Problems and tasks -
(1) Reproduce the SA-CDI introduction from "Welcome to SA-CDI" to "language and communication.", substituting "surveys" for "questionnaires".
(2) Extend the text introducing the SA-CDI project, beginning immediately after its final line.

Welcome to SA-CDI
Transforming our knowledge of language and communication development in children in the multilingual South African context
A collaborative development of Communicative Development Inventories for all South African languages
The SA Communicative Development Inventories (SA-CDIs) are a set of questionnaires for each official South African language that parents complete to tell us about their child’s language and communication.
The SA-CDI project will establish:
- the first comprehensive overview of South African children’s first stages in language development
- the first word-learning norms for children aged 8 to 30 months across the whole of South Africa
- a free-to-use, anonymised online child language base, in collaboration with SADiLaR
- a quick, easy and inexpensive checklist that can be used by professionals to assess children’s language
This project is collaborative research between the Universities of Cape Town, the Free State, and KwaZulu-Natal, and North-West University, Sefako Makgatho Health Sciences University, and Stellenbosch University, as well as ECD NGOs. We are funded from a range of sources, including the South African Centre for Digital Language Resources (SADiLaR) supported by the Department of Science and Innovation, the National Research Foundation (NRF), the Newton Fund, and Swedish Foundation for International Cooperation in Research and Higher Education (STINT).
Why is the SA-CDI project important?

Provided data -

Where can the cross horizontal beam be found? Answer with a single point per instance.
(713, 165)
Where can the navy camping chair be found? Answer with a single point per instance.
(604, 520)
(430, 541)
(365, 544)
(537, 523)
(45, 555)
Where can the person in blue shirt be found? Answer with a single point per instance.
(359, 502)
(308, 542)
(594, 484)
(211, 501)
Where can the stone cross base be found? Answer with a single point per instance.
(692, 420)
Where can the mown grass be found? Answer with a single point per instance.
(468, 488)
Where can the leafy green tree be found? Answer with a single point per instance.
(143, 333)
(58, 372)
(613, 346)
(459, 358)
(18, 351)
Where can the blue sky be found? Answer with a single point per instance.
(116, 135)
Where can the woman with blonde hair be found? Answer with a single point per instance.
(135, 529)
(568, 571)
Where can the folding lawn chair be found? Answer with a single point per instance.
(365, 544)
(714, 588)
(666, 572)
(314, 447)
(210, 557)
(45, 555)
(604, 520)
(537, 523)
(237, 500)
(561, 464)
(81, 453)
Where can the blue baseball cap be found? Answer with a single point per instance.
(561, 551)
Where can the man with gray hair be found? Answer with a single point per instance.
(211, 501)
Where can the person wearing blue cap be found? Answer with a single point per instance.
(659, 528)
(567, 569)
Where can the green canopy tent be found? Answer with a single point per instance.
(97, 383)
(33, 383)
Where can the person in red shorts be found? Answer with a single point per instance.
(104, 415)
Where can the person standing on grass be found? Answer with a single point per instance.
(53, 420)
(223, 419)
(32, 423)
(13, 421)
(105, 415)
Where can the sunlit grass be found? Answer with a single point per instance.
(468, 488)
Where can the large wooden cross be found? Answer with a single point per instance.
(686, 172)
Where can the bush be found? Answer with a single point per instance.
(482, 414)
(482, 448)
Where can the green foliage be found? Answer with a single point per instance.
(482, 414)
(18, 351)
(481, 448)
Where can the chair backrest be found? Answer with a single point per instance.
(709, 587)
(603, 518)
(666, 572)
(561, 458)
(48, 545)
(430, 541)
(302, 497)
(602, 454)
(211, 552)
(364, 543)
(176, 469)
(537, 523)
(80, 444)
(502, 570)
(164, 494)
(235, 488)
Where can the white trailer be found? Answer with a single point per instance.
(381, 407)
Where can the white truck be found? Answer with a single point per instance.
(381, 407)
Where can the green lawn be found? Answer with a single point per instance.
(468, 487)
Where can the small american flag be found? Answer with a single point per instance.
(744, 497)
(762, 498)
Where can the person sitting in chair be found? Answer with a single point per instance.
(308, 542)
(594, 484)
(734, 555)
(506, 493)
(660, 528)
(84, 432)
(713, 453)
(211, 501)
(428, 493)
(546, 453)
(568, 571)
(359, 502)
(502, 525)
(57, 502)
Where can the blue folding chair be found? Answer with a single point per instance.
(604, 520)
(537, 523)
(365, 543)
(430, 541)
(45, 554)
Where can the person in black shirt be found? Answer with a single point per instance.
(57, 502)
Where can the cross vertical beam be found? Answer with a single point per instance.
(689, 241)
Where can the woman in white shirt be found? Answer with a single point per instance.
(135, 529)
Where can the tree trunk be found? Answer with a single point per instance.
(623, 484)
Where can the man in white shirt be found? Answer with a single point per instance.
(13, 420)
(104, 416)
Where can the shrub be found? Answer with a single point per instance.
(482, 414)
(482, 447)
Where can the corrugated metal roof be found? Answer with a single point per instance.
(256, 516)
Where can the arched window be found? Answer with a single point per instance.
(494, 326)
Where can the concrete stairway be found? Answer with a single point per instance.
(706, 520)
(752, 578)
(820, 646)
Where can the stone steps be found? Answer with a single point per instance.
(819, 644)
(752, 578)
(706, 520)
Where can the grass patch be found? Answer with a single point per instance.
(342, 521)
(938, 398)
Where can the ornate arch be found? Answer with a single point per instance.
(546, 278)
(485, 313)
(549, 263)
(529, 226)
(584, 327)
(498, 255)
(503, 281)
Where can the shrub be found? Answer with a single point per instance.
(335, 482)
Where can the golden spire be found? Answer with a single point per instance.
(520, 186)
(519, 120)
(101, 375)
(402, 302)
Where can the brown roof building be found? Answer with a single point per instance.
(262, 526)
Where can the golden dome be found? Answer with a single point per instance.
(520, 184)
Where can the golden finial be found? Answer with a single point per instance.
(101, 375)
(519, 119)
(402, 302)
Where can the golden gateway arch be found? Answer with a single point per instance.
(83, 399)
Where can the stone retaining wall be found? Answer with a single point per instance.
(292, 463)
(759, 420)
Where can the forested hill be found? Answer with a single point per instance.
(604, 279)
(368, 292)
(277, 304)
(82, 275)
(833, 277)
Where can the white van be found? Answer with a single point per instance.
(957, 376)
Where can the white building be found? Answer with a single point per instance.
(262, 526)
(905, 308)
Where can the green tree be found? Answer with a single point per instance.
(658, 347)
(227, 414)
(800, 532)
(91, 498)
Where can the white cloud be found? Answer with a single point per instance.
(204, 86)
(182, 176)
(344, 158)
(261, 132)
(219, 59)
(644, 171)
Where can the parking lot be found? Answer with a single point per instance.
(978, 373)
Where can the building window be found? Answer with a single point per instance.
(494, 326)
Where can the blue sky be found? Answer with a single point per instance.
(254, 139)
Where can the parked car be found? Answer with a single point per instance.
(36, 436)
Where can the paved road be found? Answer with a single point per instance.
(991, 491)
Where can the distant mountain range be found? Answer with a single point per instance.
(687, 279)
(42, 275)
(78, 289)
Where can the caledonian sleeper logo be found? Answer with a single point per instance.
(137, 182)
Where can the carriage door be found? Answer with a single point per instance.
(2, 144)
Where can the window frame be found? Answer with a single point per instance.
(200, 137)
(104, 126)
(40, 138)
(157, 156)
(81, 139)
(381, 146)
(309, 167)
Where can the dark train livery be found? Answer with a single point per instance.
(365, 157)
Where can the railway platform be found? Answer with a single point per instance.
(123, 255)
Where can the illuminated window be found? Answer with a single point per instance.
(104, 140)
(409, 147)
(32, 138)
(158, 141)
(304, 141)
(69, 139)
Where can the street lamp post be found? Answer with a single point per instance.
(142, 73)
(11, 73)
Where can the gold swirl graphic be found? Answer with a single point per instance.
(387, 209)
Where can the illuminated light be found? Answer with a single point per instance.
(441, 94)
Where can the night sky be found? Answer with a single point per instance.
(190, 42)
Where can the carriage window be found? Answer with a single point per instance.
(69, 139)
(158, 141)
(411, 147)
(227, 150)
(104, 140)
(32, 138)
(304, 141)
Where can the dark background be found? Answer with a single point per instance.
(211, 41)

Exercise results -
(1)
Welcome to SA-CDI
Transforming our knowledge of language and communication development in children in the multilingual South African context
A collaborative development of Communicative Development Inventories for all South African languages
The SA Communicative Development Inventories (SA-CDIs) are a set of surveys for each official South African language that parents complete to tell us about their child’s language and communication.

(2)
There is a lack of valid and reliable tools to measure typical development and diagnose language delays in African languages. These cannot be developed without establishing the stages of language acquisition. Creating a locally relevant set of tools requires more than just translation of existing English tools.
It is essential that we establish norms for language development in early childhood. CDIs are parent report instruments that ask parents/caregivers to report on a child’s use of gestures, words and sentences. CDIs can measure language development from 8 months to 30 months. They are reliable and valid overall indicators of communicative development.
There are CDIs for over 100 languages worldwide. These are used to identify stages in language development and establish national norms. Data from the CDI have formed the basis for developing linguistic and cognitive assessment and diagnostic tools in many countries.
Tools such as CDIs are suitable for contexts in which children are not used to clinical testing. Data are elicited in a culturally appropriate manner using information from parents/caregivers.
Collecting information about children involves going out to different communities and working with local ECD practitioners and their children’s caregivers to gather information on language development.